**Directive:**
Switch each "integer pixel values" in the entries below to "whole-number pixel coordinates", then write out the lines again with everything else unchanged.

** begin Information provided **

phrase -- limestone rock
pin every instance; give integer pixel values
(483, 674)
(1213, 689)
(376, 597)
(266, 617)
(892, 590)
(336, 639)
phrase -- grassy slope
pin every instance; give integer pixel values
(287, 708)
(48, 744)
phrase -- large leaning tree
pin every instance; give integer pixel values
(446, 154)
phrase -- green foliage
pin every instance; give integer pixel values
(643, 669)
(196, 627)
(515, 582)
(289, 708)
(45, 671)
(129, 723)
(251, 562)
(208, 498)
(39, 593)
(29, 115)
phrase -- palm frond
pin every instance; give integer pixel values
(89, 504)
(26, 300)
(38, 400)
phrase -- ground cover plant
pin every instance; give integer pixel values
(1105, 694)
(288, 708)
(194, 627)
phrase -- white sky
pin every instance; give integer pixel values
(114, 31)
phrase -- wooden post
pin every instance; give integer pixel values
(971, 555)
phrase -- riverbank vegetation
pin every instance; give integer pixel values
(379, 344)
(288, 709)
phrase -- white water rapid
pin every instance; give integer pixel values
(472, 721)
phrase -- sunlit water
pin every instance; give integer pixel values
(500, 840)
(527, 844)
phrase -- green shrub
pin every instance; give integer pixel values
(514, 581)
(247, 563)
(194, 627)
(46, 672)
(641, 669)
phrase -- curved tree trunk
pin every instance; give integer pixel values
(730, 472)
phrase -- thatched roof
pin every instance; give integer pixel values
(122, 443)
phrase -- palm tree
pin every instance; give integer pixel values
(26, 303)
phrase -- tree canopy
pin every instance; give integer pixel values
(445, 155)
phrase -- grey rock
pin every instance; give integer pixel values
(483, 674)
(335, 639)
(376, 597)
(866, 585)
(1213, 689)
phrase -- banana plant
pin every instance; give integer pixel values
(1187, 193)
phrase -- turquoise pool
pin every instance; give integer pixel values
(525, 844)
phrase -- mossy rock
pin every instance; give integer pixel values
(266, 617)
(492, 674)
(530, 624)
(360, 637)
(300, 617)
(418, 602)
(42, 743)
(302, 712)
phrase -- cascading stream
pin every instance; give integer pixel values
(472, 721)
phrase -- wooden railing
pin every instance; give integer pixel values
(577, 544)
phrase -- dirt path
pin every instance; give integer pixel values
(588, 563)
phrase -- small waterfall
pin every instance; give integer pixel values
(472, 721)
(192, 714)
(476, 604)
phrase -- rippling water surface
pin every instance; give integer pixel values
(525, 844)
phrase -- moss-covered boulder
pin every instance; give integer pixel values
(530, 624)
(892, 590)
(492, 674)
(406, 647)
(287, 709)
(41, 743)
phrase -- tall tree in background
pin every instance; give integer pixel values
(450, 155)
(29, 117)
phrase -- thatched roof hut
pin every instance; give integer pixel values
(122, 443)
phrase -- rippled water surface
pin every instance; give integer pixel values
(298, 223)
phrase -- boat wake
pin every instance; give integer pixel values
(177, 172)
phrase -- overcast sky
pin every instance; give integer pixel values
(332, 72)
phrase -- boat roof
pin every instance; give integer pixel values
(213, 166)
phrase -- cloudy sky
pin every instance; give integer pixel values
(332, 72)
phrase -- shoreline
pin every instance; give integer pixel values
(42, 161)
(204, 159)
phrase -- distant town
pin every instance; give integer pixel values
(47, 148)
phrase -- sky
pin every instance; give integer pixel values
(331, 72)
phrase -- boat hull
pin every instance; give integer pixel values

** end Information provided **

**Exercise output:**
phrase -- limestone rock
pin every instance; give whole-number pixel coordinates
(483, 674)
(1213, 689)
(376, 597)
(266, 617)
(892, 590)
(336, 639)
phrase -- grassy slope
pin every instance; give whole-number pixel coordinates
(287, 708)
(48, 744)
phrase -- large leaning tree
pin every instance; give whole-number pixel coordinates
(446, 154)
phrase -- green foliage
pin every instance; give whole-number pixel coordinates
(643, 669)
(196, 627)
(515, 582)
(289, 708)
(45, 671)
(129, 723)
(251, 562)
(208, 498)
(39, 593)
(29, 115)
phrase -- palm frond
pin every instance; give whole-number pixel coordinates
(89, 504)
(26, 300)
(38, 400)
phrase -- ground cover plant
pin every instance; give whole-number pixel coordinates
(1105, 694)
(288, 708)
(194, 627)
phrase -- white sky
pin every instance; give whole-number pixel coordinates
(114, 31)
phrase -- wooden post
pin every instance; give whole-number pixel coordinates
(971, 555)
phrase -- riverbank vegetation
pin every instance; give whole-number pixel coordinates
(379, 344)
(288, 709)
phrase -- white water rapid
pin every instance; give whole-number pixel coordinates
(472, 721)
phrase -- sunlit water
pin every instance; give whole-number pixel coordinates
(500, 840)
(527, 844)
phrase -- green shrub
pin every instance; give whole-number pixel coordinates
(514, 581)
(247, 563)
(194, 627)
(46, 672)
(641, 669)
phrase -- curved tree trunk
pin every instance; give whole-number pixel coordinates
(730, 472)
phrase -- thatched roof
pin every instance; give whole-number pixel coordinates
(122, 443)
phrase -- palm tree
pin every instance; give whole-number pixel coordinates
(26, 303)
phrase -- tree canopy
pin every instance; give whole-number pixel coordinates
(445, 155)
phrase -- grey rock
pin every instance; give whole-number pixel coordinates
(483, 674)
(335, 639)
(376, 597)
(866, 585)
(1213, 689)
phrase -- banana plant
pin every instance; give whole-number pixel coordinates
(1187, 193)
phrase -- turquoise pool
pin every instance; give whole-number pixel coordinates
(525, 844)
phrase -- mossy rock
pin every instance; give whole-number pixel coordinates
(266, 617)
(492, 674)
(530, 624)
(360, 637)
(300, 617)
(418, 602)
(42, 743)
(302, 712)
phrase -- cascading stream
pin every instance; give whole-number pixel coordinates
(472, 721)
phrase -- wooden railing
pin every instance; give whole-number pixel coordinates
(577, 544)
phrase -- dirt path
pin every instance; give whole-number pixel coordinates
(588, 563)
phrase -- small waterfall
pin every instance; give whole-number pixel coordinates
(472, 721)
(192, 714)
(476, 604)
phrase -- rippling water surface
pin every instance; give whole-number pixel coordinates
(525, 844)
phrase -- moss-covered boulder
pin every instance; give whole-number pixel coordinates
(530, 624)
(892, 590)
(492, 674)
(406, 647)
(287, 709)
(41, 743)
phrase -- tall tree in background
pin every instance; give whole-number pixel coordinates
(450, 155)
(29, 117)
phrase -- thatched roof hut
pin every instance; give whole-number pixel coordinates
(122, 443)
phrase -- rippled water surface
pin every instance; give whole-number pixel coordinates
(298, 223)
phrase -- boat wake
pin every instance; give whole-number pixel coordinates
(177, 172)
phrase -- overcast sky
pin every instance; give whole-number pixel coordinates
(332, 72)
phrase -- boat roof
pin every instance; give whole-number pixel coordinates
(213, 166)
phrase -- cloudy sky
pin every instance; give whole-number pixel coordinates
(332, 72)
phrase -- shoreline
pin every instance; give whole-number pixel coordinates
(42, 161)
(204, 159)
phrase -- distant town
pin every instance; give whole-number pixel coordinates
(47, 148)
phrase -- sky
pin every instance; give whole-number pixel coordinates
(331, 72)
phrase -- boat hull
pin every instance; give whole-number pixel coordinates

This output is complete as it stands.